• [Instrucciones de trabajo]
• A. Reproduce tal cual, del documento fuente, el fragmento desde "Una micronota leída" hasta "sentir que existimos.".
• B. Traduce al inglés esta oración del documento fuente: "La foto de la tumba con el carro encima, reluciente, impresiona; ya pueden viajar juntos por las rutas de la eternidad."

• [Documento fuente]

******

Una micronota leída en la red, dice que un señor llamado Steve Marsh, londinense, amaba tanto su BMW, que en el primer aniversario de su muerte su familia le erigió en su tumba la estatua de una réplica de su automóvil descapotable. La foto de la tumba con el carro encima, reluciente, impresiona; ya pueden viajar juntos por las rutas de la eternidad.

Al margen de que no soy londinense y no tengo ni tendré un BMW, me he quedado pensando cómo somos frágiles los seres humanos, que siempre necesitamos atarnos a cosas para sentir que existimos.

******

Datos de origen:
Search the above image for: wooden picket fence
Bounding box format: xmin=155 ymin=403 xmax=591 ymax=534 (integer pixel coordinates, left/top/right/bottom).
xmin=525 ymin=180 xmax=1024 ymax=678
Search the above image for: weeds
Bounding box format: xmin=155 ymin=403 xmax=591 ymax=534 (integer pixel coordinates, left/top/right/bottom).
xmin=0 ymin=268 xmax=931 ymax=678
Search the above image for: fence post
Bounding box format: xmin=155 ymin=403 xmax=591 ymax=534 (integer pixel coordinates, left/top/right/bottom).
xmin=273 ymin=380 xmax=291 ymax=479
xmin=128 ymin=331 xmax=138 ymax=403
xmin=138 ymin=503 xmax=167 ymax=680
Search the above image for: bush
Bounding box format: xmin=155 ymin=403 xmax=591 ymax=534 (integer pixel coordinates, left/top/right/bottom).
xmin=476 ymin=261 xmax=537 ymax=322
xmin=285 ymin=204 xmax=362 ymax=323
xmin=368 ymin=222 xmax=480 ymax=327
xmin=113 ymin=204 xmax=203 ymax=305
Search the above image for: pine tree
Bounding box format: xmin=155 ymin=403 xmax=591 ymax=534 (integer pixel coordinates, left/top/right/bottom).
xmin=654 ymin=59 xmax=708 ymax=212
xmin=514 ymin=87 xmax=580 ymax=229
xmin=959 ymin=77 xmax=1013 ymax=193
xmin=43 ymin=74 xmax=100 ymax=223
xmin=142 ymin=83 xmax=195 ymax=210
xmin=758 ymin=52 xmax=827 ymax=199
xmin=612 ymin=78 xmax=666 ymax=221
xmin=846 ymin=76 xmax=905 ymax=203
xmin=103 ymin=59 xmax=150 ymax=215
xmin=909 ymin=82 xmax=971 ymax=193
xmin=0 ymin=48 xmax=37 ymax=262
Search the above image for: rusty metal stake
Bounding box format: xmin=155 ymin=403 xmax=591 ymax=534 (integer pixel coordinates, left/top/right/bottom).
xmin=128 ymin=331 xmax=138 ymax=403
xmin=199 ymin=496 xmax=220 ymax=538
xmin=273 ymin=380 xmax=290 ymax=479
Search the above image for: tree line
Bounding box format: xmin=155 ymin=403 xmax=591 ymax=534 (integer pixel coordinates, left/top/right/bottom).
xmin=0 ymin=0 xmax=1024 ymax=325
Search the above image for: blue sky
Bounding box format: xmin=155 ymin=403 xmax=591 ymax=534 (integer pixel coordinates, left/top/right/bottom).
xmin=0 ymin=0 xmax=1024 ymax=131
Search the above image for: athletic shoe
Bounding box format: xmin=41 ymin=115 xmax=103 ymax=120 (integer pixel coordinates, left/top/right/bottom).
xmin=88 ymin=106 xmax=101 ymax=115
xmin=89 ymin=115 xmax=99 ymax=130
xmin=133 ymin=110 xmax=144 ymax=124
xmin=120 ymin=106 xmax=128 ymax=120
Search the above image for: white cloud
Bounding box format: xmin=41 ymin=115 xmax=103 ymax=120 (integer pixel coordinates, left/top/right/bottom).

******

• [Respuestas del ejercicio]
• A.
Una micronota leída en la red, dice que un señor llamado Steve Marsh, londinense, amaba tanto su BMW, que en el primer aniversario de su muerte su familia le erigió en su tumba la estatua de una réplica de su automóvil descapotable. La foto de la tumba con el carro encima, reluciente, impresiona; ya pueden viajar juntos por las rutas de la eternidad.

Al margen de que no soy londinense y no tengo ni tendré un BMW, me he quedado pensando cómo somos frágiles los seres humanos, que siempre necesitamos atarnos a cosas para sentir que existimos.

• B. The photo of the grave with the car on top, gleaming, is striking; now they can travel together along the roads of eternity.